Rescale the listing below by reproducing every line from the one that contains "Practice: put a marker on each instance of the patterned" through the end of the listing, requests included, with each answer coordinate multiplied by 1.15 and rounded to a whole number, halves rounded up. Keep the numbers in the requests and their format samples unchanged.

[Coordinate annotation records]
________________________

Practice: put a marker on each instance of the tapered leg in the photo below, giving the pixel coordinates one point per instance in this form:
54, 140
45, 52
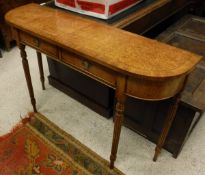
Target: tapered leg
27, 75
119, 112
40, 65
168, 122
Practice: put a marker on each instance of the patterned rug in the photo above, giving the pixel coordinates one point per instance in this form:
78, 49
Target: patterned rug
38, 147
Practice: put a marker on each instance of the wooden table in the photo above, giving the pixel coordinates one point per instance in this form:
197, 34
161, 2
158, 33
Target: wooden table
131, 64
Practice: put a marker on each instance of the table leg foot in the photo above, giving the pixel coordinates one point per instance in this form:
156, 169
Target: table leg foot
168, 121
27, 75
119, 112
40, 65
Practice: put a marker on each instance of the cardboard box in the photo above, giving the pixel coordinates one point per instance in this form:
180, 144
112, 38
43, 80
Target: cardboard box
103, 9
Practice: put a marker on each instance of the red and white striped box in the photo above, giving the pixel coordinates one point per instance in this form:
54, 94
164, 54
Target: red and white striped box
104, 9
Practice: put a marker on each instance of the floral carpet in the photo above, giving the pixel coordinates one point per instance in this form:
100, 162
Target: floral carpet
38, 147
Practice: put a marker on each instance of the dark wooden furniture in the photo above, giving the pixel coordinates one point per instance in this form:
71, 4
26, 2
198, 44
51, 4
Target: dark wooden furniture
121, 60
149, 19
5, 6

________________________

== Result below ==
Practice: put a marker on each instance of the patterned rug in the photo above, giving the pixel coordinates one point per instance in this form:
78, 49
Target: patterned rug
44, 169
Practice: put a marker on each instance of the wooden table in the photo above, giving the pixel coordinates one point per instance in this form:
197, 34
161, 2
158, 33
Target: wooden table
151, 74
Practice: put a marker on each instance of the table leg foot in the photo above, giving the pixel coordinates one point per instance in this form:
156, 169
Target: table leg foot
193, 139
31, 86
137, 129
46, 75
Practice: put a marker on each instance of the cardboard box in the photo above, giving the pixel coordinates one point per instance in this form:
180, 144
112, 38
43, 80
Target: cardboard box
118, 10
Practice: put a marker on each instance of the red and white striped box in the photo above, giving the pixel coordinates one point per instance in this form:
54, 94
164, 54
Target: red and white striped box
120, 10
Practice: put a marker on each instance of the floral carpet in the photo above, giving the pixel coordinates one point per instance in this form:
100, 162
Target: floral carpet
44, 169
Practice: put a marker on each instance of the dark wooden furniture in the photo above, giving the pixel coordinates one point per instance in this form:
71, 4
26, 2
198, 44
51, 4
Target: dark wooden furniture
139, 69
171, 22
6, 7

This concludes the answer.